Keep only the lines of the listing that include the word "stall", and copy them.

**RECORDS PROVIDED**:
────────────────────

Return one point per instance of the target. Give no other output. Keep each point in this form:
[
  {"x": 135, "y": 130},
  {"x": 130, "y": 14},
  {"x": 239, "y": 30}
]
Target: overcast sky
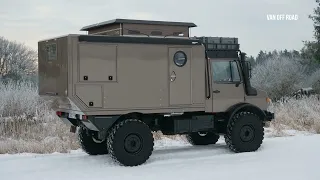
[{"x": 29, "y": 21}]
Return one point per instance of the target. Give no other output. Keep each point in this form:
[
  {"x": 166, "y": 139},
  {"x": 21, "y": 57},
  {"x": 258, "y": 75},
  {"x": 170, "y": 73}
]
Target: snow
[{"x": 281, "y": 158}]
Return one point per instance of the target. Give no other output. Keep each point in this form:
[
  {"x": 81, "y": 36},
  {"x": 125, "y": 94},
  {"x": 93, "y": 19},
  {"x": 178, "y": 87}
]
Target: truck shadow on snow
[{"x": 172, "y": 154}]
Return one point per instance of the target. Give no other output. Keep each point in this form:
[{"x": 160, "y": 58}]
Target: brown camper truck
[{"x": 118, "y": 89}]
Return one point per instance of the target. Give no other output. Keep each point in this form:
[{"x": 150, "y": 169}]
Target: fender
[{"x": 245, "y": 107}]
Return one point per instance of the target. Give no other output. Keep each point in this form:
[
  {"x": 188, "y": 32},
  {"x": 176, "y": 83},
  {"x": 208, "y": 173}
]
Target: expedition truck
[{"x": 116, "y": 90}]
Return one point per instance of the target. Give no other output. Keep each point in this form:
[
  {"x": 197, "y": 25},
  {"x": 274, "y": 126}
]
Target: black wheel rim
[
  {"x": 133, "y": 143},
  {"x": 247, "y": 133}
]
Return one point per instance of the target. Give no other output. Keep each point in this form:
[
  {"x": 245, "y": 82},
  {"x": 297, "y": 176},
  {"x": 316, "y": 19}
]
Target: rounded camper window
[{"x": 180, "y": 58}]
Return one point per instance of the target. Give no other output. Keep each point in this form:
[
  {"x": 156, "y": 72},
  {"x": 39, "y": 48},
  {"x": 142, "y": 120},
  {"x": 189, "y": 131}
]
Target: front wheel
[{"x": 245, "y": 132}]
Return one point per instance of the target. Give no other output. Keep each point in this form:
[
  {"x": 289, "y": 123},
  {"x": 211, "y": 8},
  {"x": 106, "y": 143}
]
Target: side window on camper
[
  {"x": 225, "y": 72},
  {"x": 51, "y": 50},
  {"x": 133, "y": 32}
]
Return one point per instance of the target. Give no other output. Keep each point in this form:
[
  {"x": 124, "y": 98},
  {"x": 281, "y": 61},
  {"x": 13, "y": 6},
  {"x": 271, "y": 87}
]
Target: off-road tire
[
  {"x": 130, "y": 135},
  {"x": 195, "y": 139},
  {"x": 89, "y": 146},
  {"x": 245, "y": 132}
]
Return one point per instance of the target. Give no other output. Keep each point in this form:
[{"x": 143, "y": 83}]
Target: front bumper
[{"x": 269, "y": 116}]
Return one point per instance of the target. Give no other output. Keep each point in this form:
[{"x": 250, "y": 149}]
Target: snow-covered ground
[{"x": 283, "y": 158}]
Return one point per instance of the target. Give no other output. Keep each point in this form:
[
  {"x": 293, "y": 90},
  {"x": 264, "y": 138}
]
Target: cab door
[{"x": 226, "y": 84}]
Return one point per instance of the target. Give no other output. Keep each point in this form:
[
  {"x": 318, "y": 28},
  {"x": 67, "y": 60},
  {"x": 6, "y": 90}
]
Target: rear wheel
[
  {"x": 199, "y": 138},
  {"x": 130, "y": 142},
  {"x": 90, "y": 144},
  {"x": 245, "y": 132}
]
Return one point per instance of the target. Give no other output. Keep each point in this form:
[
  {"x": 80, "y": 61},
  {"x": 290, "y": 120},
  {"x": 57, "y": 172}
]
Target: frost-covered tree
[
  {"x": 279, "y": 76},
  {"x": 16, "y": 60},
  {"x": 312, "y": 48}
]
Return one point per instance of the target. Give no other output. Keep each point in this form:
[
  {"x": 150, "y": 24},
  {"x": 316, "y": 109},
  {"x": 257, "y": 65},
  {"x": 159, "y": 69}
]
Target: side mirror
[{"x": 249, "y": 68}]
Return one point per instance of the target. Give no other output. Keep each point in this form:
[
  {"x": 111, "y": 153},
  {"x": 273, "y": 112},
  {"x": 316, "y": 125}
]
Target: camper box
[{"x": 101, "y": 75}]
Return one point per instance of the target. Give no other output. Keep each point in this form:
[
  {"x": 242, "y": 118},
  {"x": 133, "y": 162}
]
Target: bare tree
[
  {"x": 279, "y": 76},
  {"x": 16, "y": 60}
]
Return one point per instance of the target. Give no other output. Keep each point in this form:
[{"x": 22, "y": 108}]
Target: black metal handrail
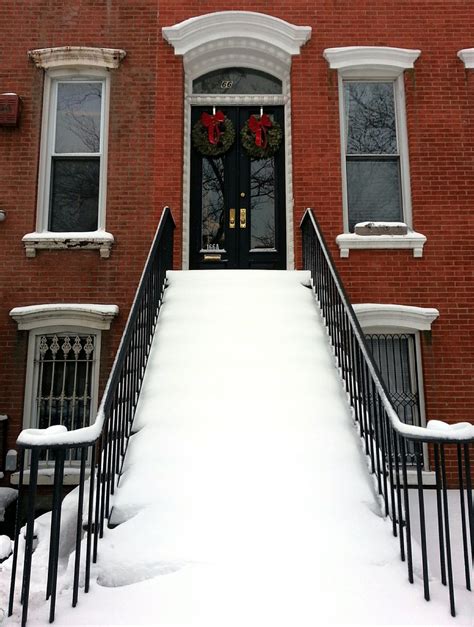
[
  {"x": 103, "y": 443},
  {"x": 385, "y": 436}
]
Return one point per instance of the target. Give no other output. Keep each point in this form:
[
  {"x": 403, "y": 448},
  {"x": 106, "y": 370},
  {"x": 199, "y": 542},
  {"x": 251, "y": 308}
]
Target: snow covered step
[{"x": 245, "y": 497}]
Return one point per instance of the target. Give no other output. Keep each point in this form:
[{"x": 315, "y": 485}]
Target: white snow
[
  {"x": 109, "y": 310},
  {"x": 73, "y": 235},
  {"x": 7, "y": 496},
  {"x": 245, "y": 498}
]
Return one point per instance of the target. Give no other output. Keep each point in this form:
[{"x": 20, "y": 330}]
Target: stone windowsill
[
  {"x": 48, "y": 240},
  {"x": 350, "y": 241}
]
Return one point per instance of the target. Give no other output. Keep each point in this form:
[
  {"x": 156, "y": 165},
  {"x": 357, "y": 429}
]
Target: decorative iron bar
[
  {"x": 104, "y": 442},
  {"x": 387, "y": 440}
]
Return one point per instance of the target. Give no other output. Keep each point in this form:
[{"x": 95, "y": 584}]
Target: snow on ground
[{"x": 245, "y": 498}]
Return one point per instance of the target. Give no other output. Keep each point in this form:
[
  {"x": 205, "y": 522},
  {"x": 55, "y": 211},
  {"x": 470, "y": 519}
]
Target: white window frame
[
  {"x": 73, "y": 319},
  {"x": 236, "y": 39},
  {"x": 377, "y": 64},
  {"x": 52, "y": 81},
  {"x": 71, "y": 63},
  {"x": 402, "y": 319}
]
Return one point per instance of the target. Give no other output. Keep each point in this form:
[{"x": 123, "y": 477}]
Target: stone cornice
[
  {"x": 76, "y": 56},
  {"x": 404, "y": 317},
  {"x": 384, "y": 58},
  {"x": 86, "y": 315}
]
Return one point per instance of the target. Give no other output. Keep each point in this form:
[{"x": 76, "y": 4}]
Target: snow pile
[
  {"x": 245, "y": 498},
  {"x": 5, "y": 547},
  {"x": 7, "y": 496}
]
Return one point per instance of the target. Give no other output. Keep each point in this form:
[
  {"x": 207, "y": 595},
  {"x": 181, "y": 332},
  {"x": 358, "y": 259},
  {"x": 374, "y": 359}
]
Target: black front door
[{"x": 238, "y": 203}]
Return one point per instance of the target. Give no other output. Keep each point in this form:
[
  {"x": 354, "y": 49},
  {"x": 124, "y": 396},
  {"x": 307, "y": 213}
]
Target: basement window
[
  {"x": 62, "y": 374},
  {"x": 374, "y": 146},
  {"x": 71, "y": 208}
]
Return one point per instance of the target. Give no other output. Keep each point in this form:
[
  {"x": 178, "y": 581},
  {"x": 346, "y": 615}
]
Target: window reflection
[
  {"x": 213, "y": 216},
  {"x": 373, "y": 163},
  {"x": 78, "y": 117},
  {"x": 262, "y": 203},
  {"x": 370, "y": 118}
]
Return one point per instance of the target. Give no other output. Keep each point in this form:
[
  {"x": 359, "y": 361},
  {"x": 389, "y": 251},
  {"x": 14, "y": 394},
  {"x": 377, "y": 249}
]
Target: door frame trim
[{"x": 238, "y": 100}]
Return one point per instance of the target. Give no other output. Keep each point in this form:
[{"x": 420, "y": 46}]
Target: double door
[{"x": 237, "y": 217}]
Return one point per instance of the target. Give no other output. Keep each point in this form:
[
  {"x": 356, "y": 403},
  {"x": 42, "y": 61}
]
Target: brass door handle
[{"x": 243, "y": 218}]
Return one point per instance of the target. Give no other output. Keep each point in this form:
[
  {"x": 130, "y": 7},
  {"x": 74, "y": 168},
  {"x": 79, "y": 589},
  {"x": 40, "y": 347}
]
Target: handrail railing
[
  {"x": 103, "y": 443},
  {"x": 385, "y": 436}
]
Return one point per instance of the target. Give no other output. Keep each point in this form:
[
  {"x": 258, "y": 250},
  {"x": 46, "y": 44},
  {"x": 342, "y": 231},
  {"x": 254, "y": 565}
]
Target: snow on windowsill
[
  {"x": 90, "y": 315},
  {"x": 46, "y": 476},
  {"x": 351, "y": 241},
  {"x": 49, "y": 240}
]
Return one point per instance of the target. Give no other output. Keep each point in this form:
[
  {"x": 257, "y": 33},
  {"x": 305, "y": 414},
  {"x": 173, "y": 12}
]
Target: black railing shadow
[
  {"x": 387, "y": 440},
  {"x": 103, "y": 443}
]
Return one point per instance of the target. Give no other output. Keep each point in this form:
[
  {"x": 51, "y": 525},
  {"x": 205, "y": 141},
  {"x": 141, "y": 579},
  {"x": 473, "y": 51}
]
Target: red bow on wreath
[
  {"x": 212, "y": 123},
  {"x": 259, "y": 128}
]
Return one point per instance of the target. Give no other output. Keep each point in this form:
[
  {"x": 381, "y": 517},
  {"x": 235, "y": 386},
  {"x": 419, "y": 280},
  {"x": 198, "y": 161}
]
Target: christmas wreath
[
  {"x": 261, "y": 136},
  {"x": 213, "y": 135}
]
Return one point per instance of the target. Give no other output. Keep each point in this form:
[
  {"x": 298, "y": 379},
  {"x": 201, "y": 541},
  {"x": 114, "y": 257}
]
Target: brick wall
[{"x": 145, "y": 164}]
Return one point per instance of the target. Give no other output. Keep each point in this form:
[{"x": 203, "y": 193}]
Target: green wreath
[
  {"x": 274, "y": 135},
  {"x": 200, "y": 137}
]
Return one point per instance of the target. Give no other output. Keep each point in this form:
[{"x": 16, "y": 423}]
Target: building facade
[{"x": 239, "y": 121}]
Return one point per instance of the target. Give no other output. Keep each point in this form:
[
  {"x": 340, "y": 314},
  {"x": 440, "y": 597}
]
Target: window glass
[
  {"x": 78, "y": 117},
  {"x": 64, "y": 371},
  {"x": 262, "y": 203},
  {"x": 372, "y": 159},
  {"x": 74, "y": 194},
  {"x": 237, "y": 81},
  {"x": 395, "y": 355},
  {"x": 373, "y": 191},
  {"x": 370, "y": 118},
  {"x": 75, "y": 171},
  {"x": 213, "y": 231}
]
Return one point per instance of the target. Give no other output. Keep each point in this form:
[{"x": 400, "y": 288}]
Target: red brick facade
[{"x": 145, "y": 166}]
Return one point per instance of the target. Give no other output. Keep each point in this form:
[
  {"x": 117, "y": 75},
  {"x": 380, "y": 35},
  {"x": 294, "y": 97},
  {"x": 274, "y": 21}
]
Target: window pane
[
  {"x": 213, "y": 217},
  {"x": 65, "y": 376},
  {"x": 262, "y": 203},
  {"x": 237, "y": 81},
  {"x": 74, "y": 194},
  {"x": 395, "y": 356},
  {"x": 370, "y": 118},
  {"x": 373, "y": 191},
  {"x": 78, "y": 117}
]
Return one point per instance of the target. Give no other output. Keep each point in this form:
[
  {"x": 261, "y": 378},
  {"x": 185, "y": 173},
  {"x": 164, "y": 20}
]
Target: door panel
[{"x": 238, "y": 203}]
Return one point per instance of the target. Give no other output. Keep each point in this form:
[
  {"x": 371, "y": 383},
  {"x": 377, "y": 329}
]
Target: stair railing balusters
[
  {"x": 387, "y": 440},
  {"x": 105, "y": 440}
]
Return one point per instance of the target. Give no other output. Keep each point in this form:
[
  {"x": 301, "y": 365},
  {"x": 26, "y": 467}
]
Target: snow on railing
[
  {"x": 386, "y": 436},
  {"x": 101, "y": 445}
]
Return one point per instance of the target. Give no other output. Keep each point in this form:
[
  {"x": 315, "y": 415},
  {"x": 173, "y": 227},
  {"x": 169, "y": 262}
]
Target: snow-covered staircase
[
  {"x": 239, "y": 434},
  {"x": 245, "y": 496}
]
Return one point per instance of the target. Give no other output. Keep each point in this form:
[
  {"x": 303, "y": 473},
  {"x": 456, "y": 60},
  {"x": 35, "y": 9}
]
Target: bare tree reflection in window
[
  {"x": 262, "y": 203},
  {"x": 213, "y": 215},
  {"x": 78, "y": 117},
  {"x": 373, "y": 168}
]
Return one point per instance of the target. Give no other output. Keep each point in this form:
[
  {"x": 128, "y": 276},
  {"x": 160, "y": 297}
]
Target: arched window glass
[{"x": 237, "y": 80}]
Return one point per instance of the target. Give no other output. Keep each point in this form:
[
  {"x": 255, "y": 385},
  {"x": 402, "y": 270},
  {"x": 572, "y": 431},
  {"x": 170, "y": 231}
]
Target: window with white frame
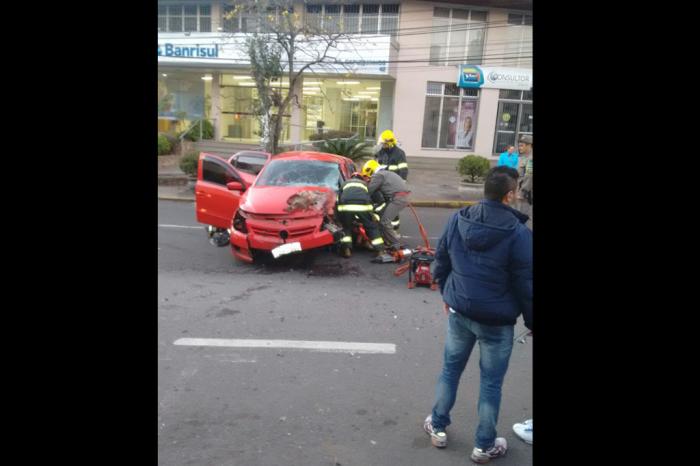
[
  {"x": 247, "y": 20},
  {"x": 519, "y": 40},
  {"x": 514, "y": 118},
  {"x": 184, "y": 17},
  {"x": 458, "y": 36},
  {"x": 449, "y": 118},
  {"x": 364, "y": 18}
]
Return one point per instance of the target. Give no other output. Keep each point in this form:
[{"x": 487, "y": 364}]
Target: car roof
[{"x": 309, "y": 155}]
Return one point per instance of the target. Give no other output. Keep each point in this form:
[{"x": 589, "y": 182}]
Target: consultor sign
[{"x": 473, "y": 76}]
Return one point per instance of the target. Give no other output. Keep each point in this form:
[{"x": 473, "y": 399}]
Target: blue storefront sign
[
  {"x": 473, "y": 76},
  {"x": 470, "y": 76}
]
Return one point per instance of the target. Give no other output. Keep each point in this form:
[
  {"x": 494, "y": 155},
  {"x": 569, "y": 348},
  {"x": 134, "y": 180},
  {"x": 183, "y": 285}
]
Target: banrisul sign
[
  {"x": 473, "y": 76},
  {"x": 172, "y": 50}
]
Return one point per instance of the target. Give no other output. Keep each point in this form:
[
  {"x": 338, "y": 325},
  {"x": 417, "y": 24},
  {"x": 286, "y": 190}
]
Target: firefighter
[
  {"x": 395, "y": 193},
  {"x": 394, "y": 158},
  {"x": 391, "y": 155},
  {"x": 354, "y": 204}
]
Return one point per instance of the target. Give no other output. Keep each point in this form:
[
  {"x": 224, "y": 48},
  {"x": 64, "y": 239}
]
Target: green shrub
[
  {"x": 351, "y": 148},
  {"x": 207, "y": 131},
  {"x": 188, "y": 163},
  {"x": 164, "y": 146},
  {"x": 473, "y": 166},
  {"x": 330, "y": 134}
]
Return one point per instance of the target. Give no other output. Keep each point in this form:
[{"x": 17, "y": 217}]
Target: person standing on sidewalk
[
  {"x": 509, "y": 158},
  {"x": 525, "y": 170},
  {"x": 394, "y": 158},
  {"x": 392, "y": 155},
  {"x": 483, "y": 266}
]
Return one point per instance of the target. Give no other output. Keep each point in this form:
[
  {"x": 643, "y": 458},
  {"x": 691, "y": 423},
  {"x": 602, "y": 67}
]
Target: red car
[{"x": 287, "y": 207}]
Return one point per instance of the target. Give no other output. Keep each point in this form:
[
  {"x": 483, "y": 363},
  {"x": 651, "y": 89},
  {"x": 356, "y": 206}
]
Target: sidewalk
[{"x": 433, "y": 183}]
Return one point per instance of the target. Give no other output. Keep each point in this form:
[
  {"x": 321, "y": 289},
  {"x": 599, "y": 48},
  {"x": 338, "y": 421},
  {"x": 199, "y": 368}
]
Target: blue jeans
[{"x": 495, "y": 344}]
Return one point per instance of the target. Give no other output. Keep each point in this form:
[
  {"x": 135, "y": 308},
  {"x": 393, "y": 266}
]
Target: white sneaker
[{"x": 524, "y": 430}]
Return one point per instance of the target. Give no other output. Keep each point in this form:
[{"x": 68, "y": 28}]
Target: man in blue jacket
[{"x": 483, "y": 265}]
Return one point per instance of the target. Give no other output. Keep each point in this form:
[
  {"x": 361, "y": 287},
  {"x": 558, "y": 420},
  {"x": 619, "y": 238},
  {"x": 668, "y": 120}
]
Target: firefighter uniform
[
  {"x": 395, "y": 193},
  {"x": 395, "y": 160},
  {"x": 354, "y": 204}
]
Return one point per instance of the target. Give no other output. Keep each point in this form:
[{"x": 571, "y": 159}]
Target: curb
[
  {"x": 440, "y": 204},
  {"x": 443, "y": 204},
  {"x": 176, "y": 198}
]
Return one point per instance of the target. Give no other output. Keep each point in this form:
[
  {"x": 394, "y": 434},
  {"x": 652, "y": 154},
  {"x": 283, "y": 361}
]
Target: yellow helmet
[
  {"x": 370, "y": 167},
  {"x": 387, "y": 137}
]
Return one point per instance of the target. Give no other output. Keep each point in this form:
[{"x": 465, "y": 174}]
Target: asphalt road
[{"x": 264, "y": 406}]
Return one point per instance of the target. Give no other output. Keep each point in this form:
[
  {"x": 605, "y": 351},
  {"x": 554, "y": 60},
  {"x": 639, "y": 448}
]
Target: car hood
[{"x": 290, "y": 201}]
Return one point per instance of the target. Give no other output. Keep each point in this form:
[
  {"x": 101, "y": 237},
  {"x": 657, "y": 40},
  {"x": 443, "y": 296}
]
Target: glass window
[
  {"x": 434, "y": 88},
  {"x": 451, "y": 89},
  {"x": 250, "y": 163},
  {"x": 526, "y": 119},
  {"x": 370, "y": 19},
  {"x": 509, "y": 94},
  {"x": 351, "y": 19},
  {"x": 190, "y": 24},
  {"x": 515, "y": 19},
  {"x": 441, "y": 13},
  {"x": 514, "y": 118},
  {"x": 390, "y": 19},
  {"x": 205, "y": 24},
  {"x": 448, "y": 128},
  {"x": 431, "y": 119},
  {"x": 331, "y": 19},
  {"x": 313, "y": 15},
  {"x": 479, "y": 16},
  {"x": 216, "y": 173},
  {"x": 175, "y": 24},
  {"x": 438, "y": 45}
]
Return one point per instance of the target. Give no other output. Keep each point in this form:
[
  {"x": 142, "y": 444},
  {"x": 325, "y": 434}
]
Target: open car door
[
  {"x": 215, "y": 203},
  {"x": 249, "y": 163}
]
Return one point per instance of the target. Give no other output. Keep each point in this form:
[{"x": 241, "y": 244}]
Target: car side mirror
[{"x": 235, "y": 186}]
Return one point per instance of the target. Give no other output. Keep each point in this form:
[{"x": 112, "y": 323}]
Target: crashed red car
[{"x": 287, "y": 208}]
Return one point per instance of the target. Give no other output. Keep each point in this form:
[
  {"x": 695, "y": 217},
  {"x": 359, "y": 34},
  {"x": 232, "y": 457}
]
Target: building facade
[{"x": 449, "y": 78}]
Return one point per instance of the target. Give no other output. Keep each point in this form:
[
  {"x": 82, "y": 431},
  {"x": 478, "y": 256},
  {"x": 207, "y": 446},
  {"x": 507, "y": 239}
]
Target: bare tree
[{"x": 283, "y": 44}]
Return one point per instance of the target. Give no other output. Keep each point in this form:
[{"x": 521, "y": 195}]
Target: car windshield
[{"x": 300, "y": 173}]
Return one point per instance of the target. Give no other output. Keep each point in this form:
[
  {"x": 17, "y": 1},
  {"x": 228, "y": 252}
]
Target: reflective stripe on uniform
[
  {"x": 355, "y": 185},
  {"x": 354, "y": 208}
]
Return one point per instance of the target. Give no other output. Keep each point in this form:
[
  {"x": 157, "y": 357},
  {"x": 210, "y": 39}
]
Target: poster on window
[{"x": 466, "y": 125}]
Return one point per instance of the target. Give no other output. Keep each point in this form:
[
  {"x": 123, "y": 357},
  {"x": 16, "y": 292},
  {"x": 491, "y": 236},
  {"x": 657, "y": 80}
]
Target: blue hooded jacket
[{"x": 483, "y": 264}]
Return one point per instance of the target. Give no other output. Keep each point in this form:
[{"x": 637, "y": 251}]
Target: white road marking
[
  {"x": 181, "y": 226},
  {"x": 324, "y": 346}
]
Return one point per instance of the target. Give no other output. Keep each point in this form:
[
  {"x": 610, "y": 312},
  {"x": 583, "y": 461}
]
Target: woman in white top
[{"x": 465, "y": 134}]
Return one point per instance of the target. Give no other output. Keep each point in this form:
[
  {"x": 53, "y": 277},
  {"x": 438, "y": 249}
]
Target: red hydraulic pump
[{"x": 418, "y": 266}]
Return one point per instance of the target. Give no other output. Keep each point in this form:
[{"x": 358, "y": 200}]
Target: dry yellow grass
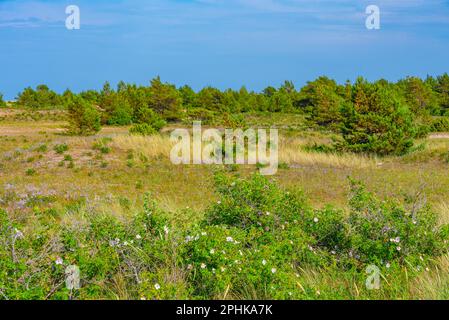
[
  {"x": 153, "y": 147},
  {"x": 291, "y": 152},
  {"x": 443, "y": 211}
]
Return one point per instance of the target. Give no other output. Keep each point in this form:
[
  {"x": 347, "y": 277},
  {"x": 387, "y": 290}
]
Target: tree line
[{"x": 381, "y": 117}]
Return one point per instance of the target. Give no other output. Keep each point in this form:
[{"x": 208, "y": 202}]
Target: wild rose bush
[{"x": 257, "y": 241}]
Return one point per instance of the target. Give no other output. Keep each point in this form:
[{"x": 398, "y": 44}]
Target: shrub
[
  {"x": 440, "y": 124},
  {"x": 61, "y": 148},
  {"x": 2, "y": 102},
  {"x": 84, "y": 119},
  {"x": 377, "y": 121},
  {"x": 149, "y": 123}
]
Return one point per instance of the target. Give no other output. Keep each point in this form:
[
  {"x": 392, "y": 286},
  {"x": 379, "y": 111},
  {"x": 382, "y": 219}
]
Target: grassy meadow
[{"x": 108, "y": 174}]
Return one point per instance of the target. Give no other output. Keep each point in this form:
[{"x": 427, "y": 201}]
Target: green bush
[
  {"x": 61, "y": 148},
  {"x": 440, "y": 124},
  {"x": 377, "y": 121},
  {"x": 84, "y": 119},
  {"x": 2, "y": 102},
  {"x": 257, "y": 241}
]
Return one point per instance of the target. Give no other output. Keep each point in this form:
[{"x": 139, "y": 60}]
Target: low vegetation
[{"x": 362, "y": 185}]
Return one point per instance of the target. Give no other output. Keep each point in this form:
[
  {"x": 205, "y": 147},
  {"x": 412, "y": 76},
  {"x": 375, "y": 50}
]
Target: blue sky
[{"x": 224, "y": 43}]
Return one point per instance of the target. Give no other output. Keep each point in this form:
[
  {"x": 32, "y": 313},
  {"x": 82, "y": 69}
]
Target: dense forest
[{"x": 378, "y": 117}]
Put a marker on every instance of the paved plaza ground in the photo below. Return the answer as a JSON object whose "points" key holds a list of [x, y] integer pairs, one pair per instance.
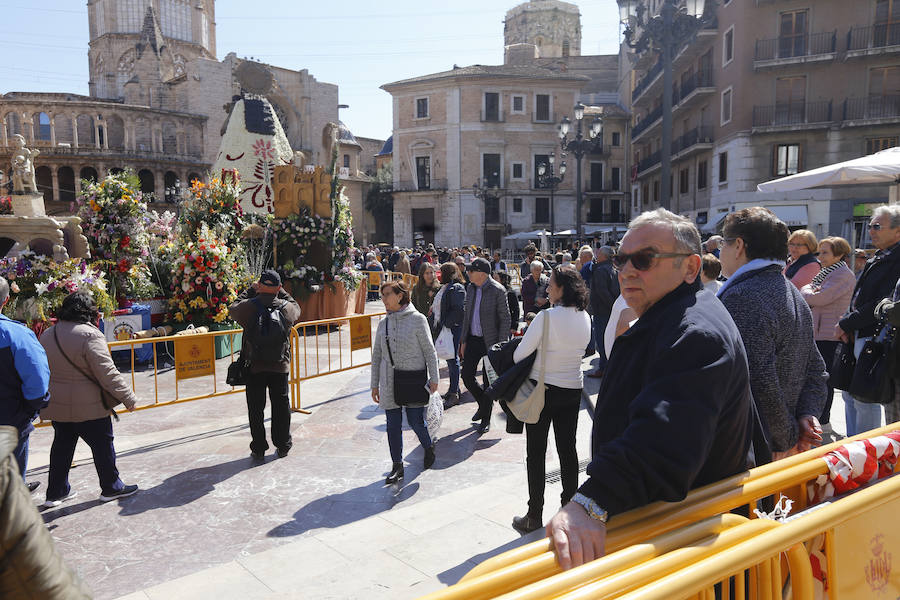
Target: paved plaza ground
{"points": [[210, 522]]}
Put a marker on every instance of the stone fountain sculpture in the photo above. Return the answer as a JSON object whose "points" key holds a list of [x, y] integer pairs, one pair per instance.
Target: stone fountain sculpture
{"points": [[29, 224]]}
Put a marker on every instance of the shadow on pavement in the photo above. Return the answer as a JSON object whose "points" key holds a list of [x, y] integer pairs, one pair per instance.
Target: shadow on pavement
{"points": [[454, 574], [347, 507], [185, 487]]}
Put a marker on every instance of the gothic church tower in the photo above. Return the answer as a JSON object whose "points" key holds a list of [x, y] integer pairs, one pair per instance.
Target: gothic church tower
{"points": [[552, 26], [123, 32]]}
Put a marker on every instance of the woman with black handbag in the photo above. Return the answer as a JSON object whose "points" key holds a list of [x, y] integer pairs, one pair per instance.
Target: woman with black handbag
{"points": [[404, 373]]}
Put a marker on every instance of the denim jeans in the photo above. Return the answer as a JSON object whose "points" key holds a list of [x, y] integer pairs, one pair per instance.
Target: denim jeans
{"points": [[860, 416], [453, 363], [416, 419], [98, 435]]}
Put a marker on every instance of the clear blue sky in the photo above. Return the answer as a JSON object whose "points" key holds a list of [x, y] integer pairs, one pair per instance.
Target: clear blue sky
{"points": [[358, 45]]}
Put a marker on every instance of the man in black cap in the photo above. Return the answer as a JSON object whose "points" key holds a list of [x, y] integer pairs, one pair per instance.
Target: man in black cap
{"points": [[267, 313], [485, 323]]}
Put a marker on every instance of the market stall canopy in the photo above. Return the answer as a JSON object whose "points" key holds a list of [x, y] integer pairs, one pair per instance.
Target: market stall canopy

────────────────────

**SOLUTION FOR THIS PROBLEM**:
Put a marker on every instance of the market stall canopy in the photo above. Return the answer as a JSON object whose "points" key holds a list of [x, y] integer pairs, one pair per instance.
Target: market stall canopy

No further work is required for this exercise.